[START OF Records for processing]

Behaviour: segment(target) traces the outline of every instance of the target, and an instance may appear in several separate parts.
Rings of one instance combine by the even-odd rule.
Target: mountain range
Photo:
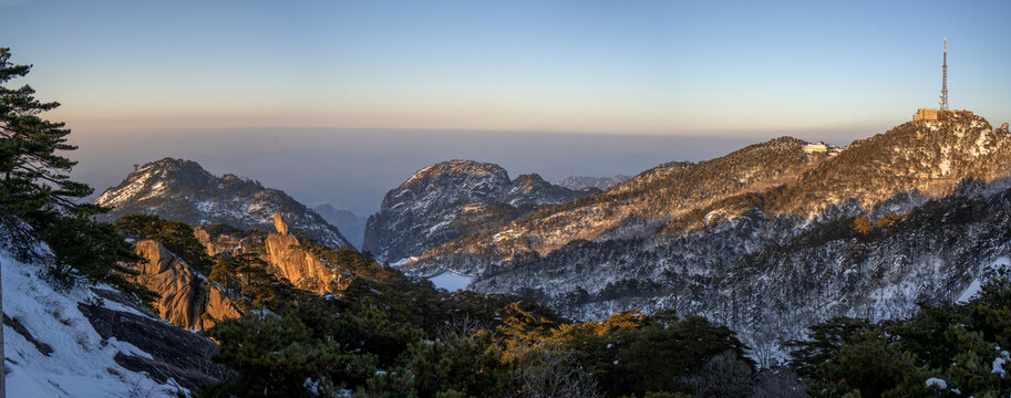
[[[429,249],[403,269],[472,275],[472,290],[532,295],[576,318],[635,307],[702,314],[756,346],[833,315],[884,318],[958,297],[1009,254],[1005,129],[958,114],[837,156],[804,145],[782,137],[661,165]],[[956,205],[991,216],[953,218],[964,211]],[[854,232],[865,220],[883,228]]]
[[[837,154],[805,145],[781,137],[672,161],[606,190],[440,163],[386,193],[362,249],[409,274],[470,276],[470,290],[533,296],[579,320],[637,307],[704,315],[766,360],[831,316],[889,318],[962,297],[1011,255],[1007,128],[956,113]],[[348,244],[283,192],[185,160],[145,165],[96,203],[113,207],[109,219],[140,211],[239,229],[269,230],[264,214],[277,211],[312,239]]]
[[[362,249],[396,262],[589,192],[551,185],[536,174],[509,179],[504,168],[487,163],[439,163],[386,192],[380,211],[369,217]]]
[[[293,231],[324,244],[350,244],[336,227],[283,191],[230,174],[214,176],[192,160],[164,158],[141,166],[95,205],[111,209],[100,221],[141,212],[190,226],[223,223],[260,231],[271,231],[274,214],[281,213]]]

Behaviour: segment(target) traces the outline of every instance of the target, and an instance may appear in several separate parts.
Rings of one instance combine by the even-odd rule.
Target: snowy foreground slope
[[[174,397],[199,379],[173,362],[193,362],[194,349],[208,358],[214,343],[114,301],[112,291],[59,291],[40,277],[40,265],[7,250],[0,265],[8,397]]]

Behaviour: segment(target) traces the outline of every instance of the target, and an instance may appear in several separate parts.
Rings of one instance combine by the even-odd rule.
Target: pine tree
[[[34,232],[59,216],[90,216],[100,209],[74,200],[92,189],[70,179],[76,161],[59,151],[74,150],[66,144],[70,129],[62,122],[40,117],[60,106],[35,100],[29,85],[10,88],[7,83],[28,75],[30,65],[10,62],[10,49],[0,48],[0,222],[19,254],[30,254]]]

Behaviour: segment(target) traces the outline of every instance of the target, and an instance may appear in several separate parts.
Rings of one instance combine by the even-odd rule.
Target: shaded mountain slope
[[[283,191],[234,175],[216,177],[190,160],[146,164],[103,192],[95,205],[112,209],[100,216],[109,222],[142,212],[190,226],[224,223],[261,231],[271,230],[271,218],[281,213],[293,230],[323,244],[348,245],[337,227]]]

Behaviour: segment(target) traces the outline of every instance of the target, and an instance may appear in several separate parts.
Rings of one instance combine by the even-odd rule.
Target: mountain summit
[[[585,195],[536,174],[515,180],[498,165],[473,160],[434,164],[383,198],[365,226],[363,250],[396,261],[450,240],[496,228],[533,211]]]
[[[471,275],[472,290],[532,295],[575,318],[701,314],[761,346],[831,316],[887,318],[958,297],[1011,255],[1007,130],[955,115],[836,156],[804,144],[661,165],[403,266]]]
[[[133,212],[190,226],[224,223],[241,230],[272,231],[281,213],[293,231],[334,247],[349,245],[340,231],[281,190],[226,174],[216,177],[192,160],[164,158],[146,164],[107,189],[95,205],[111,208],[102,221]]]

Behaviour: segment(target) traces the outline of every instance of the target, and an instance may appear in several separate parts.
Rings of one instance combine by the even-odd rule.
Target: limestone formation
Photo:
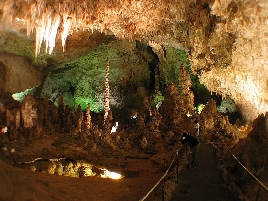
[[[96,144],[92,139],[91,139],[88,142],[87,147],[87,150],[88,153],[91,154],[94,154],[96,153]]]
[[[23,127],[32,128],[36,124],[43,125],[44,112],[41,103],[31,95],[27,95],[21,103]]]
[[[85,111],[85,127],[86,130],[88,132],[92,128],[91,118],[90,118],[90,104],[89,103]]]
[[[189,107],[193,106],[193,99],[186,101],[187,99],[183,97],[179,93],[175,83],[171,81],[166,87],[164,101],[159,107],[159,112],[163,116],[162,122],[166,124],[180,124],[184,121],[187,113],[191,114],[193,112],[193,108]],[[186,104],[187,102],[191,101],[193,102]]]
[[[44,110],[44,125],[50,127],[57,124],[59,119],[59,112],[53,102],[49,100],[46,95],[43,101]]]
[[[81,112],[80,114],[80,119],[81,122],[81,126],[84,126],[84,114],[83,113],[83,112]]]
[[[139,129],[143,129],[145,127],[145,114],[142,110],[140,110],[138,113],[137,116],[137,122],[138,128]]]
[[[64,109],[64,103],[63,102],[63,99],[62,96],[59,96],[58,101],[58,109],[59,110],[59,115],[60,118],[62,116],[63,110]]]
[[[233,140],[238,140],[237,136],[239,133],[237,129],[216,109],[216,102],[213,99],[208,101],[200,115],[200,134],[209,134],[206,130],[213,131]]]
[[[109,97],[109,57],[107,58],[106,73],[105,79],[105,94],[104,94],[104,123],[110,110],[110,99]]]
[[[76,110],[76,112],[75,113],[75,115],[76,116],[76,118],[80,117],[82,111],[82,110],[81,108],[81,106],[80,105],[80,104],[79,104],[78,106],[77,107],[77,109]]]
[[[108,145],[111,144],[111,124],[112,120],[113,113],[111,110],[110,110],[100,133],[100,142]]]
[[[148,123],[148,129],[158,135],[159,131],[159,124],[162,120],[162,116],[159,114],[158,110],[155,108],[152,110],[152,115],[150,117]]]
[[[142,140],[140,141],[139,147],[141,150],[144,150],[146,148],[147,146],[147,141],[146,139],[146,137],[145,135],[143,135],[142,138]]]
[[[84,178],[86,177],[91,176],[92,170],[86,167],[81,166],[79,169],[79,178]]]

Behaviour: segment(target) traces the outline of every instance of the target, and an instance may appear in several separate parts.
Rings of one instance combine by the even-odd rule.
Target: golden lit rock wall
[[[246,121],[268,111],[268,2],[255,1],[210,5],[217,19],[208,45],[217,58],[207,59],[210,69],[199,76],[210,90],[234,100]]]
[[[57,34],[64,50],[78,28],[153,40],[185,50],[200,82],[233,99],[246,121],[268,110],[266,0],[6,0],[1,8],[1,32],[20,20],[36,32],[36,54],[44,39],[51,52]]]

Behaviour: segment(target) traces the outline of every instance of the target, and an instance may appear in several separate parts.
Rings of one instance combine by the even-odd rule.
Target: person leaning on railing
[[[180,141],[181,142],[181,144],[184,145],[188,143],[189,146],[193,149],[193,158],[192,162],[187,167],[193,168],[195,166],[196,163],[196,159],[199,149],[199,142],[196,138],[189,133],[181,132],[180,135],[181,136]]]

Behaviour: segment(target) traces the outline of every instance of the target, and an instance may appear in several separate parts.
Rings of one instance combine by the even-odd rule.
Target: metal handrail
[[[179,128],[179,127],[175,127],[175,126],[169,126],[169,125],[164,125],[164,124],[162,124],[162,125],[163,125],[164,126],[169,126],[169,127],[173,127],[173,128],[178,128],[178,129],[181,129],[181,130],[184,130],[184,131],[185,131],[186,130],[184,130],[184,129],[182,129],[182,128]],[[192,126],[186,126],[186,127],[193,127]],[[211,133],[211,142],[213,142],[213,136],[212,136],[213,134],[214,134],[214,135],[215,135],[216,136],[218,136],[219,137],[219,139],[221,139],[221,141],[223,143],[224,145],[224,146],[227,148],[227,150],[228,150],[228,151],[229,151],[229,152],[230,152],[230,153],[231,154],[231,157],[230,157],[230,165],[229,165],[229,171],[228,171],[229,172],[228,172],[228,179],[227,180],[227,185],[228,185],[228,182],[229,182],[229,175],[230,173],[230,166],[231,166],[231,160],[232,160],[232,156],[234,158],[234,159],[236,160],[236,161],[237,161],[237,162],[238,162],[238,163],[240,165],[241,165],[241,166],[242,166],[242,167],[243,167],[243,168],[244,168],[244,169],[247,171],[247,172],[250,174],[250,175],[251,175],[254,178],[254,179],[256,181],[257,181],[258,182],[258,183],[259,183],[259,189],[258,189],[258,193],[257,194],[257,196],[256,196],[256,201],[257,201],[257,200],[258,200],[258,198],[259,198],[259,192],[260,192],[260,187],[261,186],[262,187],[262,188],[263,188],[264,189],[265,191],[266,191],[267,192],[268,192],[268,188],[267,188],[267,187],[266,187],[265,186],[265,185],[264,184],[263,184],[263,183],[262,182],[260,181],[256,177],[255,177],[251,172],[250,172],[249,170],[248,170],[247,168],[246,168],[244,166],[244,165],[241,163],[241,162],[240,162],[240,161],[239,161],[239,160],[236,158],[236,157],[235,157],[235,156],[234,156],[234,155],[233,154],[232,152],[229,149],[229,148],[228,148],[228,147],[227,147],[227,146],[226,145],[226,144],[223,141],[223,140],[222,139],[222,138],[219,135],[218,135],[218,134],[216,134],[216,133],[213,133],[213,132],[211,132],[210,131],[209,131],[209,130],[207,130],[207,129],[205,129],[204,128],[200,128],[201,129],[203,129],[203,130],[204,130],[205,131],[208,131],[209,132],[210,132],[210,133]]]
[[[185,147],[186,147],[186,153],[187,153],[187,146],[185,146]],[[175,159],[175,157],[176,157],[176,156],[177,156],[177,183],[178,183],[179,170],[178,169],[178,153],[179,150],[183,148],[184,148],[184,146],[183,146],[180,147],[177,150],[177,151],[176,151],[176,154],[174,156],[174,157],[173,157],[173,160],[172,160],[172,161],[170,163],[170,165],[169,165],[169,167],[168,168],[168,169],[166,171],[166,172],[165,172],[165,174],[164,174],[163,175],[163,176],[162,176],[162,177],[161,177],[161,178],[160,178],[160,179],[159,179],[159,180],[158,180],[158,181],[156,183],[155,185],[153,186],[153,187],[151,189],[151,190],[150,190],[145,195],[144,195],[141,199],[139,200],[139,201],[143,201],[143,200],[145,200],[145,199],[146,199],[146,198],[147,198],[147,197],[149,196],[149,195],[150,195],[151,193],[152,192],[152,191],[154,190],[154,189],[157,186],[158,184],[159,184],[159,183],[160,183],[160,182],[161,181],[162,181],[162,201],[163,201],[164,199],[164,193],[165,191],[164,189],[165,189],[165,177],[166,176],[167,174],[168,174],[168,173],[169,171],[170,168],[171,167],[171,166],[172,165],[172,164],[173,164],[173,162],[174,162],[174,160]],[[185,160],[186,160],[186,159],[185,158]]]

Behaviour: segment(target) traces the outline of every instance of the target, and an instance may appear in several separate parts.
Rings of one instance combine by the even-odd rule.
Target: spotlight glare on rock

[END OF Records for processing]

## Your instructions:
Count the lines in the records above that contain the string "mountain", and reply with only that number.

## Task result:
3